start SOURCE DATA

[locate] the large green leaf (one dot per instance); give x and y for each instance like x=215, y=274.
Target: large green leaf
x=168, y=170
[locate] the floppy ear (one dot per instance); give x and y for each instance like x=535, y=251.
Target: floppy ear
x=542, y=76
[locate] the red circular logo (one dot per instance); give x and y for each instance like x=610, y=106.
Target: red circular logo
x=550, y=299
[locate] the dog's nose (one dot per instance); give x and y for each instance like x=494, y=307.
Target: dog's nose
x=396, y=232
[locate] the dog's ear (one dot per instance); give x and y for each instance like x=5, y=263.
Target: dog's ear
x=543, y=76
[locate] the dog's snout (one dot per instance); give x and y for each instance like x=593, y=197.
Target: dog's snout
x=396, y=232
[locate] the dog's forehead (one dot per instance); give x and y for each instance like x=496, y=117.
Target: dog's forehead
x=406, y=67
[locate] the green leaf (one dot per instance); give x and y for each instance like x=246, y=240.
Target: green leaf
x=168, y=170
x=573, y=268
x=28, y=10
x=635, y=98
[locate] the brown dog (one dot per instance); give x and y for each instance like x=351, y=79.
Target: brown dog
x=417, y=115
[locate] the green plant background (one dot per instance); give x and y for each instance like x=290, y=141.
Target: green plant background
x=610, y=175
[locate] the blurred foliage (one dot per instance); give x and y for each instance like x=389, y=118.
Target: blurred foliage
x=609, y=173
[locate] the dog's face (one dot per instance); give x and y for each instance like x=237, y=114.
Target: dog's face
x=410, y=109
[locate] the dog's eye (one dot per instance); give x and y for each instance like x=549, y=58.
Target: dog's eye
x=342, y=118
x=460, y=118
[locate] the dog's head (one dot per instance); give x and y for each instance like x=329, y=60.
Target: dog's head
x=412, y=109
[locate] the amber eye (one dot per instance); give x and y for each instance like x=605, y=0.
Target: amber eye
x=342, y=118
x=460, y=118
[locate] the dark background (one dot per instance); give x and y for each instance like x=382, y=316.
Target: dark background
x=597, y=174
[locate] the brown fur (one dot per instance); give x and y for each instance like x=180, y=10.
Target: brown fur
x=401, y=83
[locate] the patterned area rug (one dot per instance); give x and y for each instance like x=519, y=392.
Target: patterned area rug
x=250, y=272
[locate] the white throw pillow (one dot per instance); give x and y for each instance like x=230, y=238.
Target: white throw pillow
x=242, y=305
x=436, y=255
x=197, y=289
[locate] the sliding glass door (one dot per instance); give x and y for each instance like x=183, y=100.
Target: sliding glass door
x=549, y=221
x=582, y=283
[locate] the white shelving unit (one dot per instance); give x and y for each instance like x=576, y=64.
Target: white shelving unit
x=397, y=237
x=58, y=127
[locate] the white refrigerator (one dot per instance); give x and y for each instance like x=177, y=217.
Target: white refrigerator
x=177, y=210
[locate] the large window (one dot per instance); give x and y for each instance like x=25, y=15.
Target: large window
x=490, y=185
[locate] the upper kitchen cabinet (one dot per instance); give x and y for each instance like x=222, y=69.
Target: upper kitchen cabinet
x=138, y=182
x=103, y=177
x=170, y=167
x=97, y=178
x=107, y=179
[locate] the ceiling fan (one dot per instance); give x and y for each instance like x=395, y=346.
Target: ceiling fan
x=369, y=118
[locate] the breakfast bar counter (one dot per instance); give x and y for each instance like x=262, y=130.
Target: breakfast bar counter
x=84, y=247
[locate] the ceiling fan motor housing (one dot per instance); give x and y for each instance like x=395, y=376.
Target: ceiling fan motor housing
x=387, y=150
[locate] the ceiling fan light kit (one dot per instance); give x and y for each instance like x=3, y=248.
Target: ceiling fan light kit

end SOURCE DATA

◆ TASK INSTRUCTIONS
Reproduce the items from the start through the line containing "x=550, y=299", keeping every line identical.

◆ WRITTEN ANSWER
[locate] the large green leaf (one dot per instance); give x and y for each instance like x=215, y=274.
Target: large green leaf
x=168, y=170
[locate] the floppy ear (one dot per instance); give x and y for each instance like x=535, y=251.
Target: floppy ear
x=542, y=76
[locate] the red circular logo (one dot per instance); give x and y for each instance like x=610, y=106.
Target: red circular logo
x=550, y=299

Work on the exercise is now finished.